-- START Material for the task --

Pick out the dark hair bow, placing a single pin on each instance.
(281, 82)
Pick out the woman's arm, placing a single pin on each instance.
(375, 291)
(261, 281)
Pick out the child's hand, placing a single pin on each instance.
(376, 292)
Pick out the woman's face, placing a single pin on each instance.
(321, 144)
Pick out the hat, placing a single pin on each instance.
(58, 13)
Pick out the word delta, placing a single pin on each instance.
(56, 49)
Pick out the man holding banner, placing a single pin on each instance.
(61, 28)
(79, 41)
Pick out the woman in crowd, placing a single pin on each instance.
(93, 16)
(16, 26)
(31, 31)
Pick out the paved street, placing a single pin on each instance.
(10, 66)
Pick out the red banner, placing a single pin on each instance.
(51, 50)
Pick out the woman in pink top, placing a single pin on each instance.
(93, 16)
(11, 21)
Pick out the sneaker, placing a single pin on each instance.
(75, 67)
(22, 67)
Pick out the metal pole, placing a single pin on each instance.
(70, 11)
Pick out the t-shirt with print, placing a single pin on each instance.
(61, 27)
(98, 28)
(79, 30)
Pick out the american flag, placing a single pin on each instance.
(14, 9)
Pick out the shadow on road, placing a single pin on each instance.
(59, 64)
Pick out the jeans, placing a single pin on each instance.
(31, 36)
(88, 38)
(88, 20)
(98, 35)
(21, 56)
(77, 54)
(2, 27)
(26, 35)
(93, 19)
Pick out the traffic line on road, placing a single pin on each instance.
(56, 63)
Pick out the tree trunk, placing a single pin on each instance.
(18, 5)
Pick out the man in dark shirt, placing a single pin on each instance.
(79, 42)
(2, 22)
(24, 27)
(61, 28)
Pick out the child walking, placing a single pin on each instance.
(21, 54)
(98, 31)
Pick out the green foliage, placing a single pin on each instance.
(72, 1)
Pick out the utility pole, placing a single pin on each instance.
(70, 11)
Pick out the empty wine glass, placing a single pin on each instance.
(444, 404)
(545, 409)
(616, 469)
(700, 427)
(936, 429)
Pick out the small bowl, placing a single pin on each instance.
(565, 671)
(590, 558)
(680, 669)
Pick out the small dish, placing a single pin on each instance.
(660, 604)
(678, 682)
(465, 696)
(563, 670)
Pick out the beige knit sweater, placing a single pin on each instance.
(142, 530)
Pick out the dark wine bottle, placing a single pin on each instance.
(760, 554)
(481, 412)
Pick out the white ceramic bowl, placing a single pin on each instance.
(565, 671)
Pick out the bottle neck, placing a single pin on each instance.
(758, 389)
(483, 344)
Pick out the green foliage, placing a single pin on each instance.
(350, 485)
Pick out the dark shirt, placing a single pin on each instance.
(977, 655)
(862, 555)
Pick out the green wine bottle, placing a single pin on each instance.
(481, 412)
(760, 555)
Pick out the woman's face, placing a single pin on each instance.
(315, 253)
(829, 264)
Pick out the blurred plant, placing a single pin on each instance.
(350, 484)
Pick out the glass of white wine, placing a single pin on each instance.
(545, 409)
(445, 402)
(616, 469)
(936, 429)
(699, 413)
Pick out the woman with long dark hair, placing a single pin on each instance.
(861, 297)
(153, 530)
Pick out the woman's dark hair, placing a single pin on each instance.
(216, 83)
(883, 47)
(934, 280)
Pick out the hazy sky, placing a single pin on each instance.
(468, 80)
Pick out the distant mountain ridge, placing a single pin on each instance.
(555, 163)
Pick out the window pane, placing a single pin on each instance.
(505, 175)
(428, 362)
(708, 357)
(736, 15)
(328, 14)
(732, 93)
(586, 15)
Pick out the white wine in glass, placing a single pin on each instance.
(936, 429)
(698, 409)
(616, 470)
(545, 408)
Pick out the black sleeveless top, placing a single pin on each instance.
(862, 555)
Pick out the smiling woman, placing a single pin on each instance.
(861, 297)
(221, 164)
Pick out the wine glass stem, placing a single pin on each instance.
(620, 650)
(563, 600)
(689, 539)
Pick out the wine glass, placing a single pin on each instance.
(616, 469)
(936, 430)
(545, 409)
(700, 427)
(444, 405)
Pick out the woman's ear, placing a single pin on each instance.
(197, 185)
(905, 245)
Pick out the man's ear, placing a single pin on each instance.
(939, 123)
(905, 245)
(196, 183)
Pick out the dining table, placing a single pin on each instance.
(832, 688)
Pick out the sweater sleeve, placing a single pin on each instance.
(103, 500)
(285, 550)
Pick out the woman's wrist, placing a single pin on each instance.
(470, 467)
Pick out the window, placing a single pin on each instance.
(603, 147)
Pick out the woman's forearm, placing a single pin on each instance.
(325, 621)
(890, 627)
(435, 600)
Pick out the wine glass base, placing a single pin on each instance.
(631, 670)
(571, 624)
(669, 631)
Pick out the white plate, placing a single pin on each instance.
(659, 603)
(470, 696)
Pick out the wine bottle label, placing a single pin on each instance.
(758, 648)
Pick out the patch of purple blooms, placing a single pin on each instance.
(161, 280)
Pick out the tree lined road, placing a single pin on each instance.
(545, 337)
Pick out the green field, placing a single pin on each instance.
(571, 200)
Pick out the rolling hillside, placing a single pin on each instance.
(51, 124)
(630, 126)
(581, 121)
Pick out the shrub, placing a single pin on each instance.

-- END Material for the task --

Stated task:
Quote the rows verbatim, beginning at the line that contains "Pick out the wine bottle" and continuing through the final line of the rows.

Answer to the problem:
Pick out the wine bottle label, placing a single pin on each instance.
(758, 648)
Pick out the patch of purple blooms, placing a single pin on each instance.
(161, 280)
Pick out the tree lined road, placing a single pin on each instance.
(545, 337)
Pick out the green field, placing a single pin on each instance.
(571, 200)
Pick out the rolling hillside, placing a single pin on each instance.
(51, 124)
(630, 126)
(581, 121)
Pick out the shrub, placing a single pin on each instance.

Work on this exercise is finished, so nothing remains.